> _文書の抜粋_:
つわりの原因は何か、つわりのピークはいつか、その対処法を知って辛いつわりを乗り越えましょう。
つわりの原因
実は、つわりの原因はまだはっきりとは分かっておらず、たぶんこれが原因だろうという仮説の段階で留まっています。
hCGの急激な分泌によるもの
妊娠が成立すると、受精卵の一部からhCG(ヒト絨毛性ゴナドトロピン)というホルモンが急激に分泌されます。
このhCGは黄体を刺激してプロゲステロンの分泌が低下しないようにしています。これにより、受精卵は成長し妊娠を維持させているのです。
ところが、あまりにも急激に増加するため体がついていかず、つわりがおこるのではないかという説があります。
反対につわりの重症度が必ずしもhCGの分泌量と一致しないので、hCGだけがつわりの原因ではないと考えられています。
体の拒絶反応によるもの
妊娠は自然の摂理に従ったものとはいえ、妊娠初期の体はまだ受精卵を異物として認識してしまうのではないかという説があります。一種のアレルギー反応としてつわりが出るという説です。
自律神経の乱れによるもの
妊娠により急激に体が変化するため心が追いつかず、自立神経が乱れることによってつわりがおこるのではないかといわれています。
妊娠を維持させるための防衛反応
妊娠を維持させ、流産を防ぐために、つわりによって体をあまり動かさないようにしているという説や体に悪いものを排除させるために嘔気や嘔吐がおこるのではないかという説もあります。
このように色々つわりには説がありますが、原因はこれら全てなのかも知れませんし、全く違う原因があるのかも知れません。
つわりのピークはいつ?
では実際、つわりのピークはいつなのでしょうか。つわりは個人差が大きいところがありますが、早い人で妊娠5週頃から感じ始め、9週前後がピーク、11週頃から落ち着いてくる方もいらっしゃいます。

> _次の課題_:
**a)** 文書の抜粋で、つわりの原因についての説として見出しに掲げられているものをすべて書き出してください。
**b)** 次の(i)〜(iii)が文書の抜粋の内容と合っているか、それぞれ「はい」か「いいえ」で答え、判断の決め手となる本文の語句を引用すること。
(i) つわりの原因はすでにはっきりと分かっている。
(ii) hCGは黄体を刺激して、プロゲステロンの分泌が低下しないようにしている。
(iii) つわりの重症度はhCGの分泌量と必ず一致する。

(保存済みデータ項目)

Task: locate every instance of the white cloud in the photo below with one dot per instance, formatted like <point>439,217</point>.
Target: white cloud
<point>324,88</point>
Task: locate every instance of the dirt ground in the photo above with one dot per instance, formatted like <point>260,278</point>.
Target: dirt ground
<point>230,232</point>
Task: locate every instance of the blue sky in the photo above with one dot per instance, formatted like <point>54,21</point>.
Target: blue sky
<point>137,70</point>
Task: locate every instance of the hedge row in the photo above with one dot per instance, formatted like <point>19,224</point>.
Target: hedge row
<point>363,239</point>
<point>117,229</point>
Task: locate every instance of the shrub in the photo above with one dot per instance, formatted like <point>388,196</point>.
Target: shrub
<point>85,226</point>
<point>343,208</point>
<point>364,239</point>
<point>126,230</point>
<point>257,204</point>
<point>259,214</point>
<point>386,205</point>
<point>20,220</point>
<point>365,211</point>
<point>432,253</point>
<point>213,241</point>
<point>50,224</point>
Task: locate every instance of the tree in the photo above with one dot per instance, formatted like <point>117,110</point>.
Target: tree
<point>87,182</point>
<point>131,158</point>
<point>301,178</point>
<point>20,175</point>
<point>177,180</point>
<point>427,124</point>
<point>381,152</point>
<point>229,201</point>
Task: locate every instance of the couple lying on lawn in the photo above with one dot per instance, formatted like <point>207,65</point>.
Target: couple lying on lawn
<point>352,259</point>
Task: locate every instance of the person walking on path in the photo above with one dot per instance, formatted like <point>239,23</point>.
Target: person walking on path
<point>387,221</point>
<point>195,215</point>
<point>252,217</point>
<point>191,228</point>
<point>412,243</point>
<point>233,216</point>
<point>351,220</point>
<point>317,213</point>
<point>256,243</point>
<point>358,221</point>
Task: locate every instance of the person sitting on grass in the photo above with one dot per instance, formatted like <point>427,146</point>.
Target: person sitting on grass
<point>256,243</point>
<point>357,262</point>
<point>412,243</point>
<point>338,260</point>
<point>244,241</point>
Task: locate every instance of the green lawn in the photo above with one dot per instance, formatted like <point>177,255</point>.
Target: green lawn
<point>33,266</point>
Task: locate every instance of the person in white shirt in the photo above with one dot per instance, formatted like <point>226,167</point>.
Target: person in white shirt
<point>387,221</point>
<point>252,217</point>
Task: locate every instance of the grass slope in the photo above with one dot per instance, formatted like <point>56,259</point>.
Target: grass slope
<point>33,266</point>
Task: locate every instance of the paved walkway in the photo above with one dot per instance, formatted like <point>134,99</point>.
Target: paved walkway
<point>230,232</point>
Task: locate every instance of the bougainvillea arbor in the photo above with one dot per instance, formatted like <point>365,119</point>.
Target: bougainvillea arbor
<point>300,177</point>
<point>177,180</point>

> _解答_:
**a)**
・hCGの急激な分泌によるもの
・体の拒絶反応によるもの
・自律神経の乱れによるもの
・妊娠を維持させるための防衛反応

**b)**
(i) いいえ。「実は、つわりの原因はまだはっきりとは分かっておらず」
(ii) はい。「このhCGは黄体を刺激してプロゲステロンの分泌が低下しないようにしています。」
(iii) いいえ。「つわりの重症度が必ずしもhCGの分泌量と一致しない」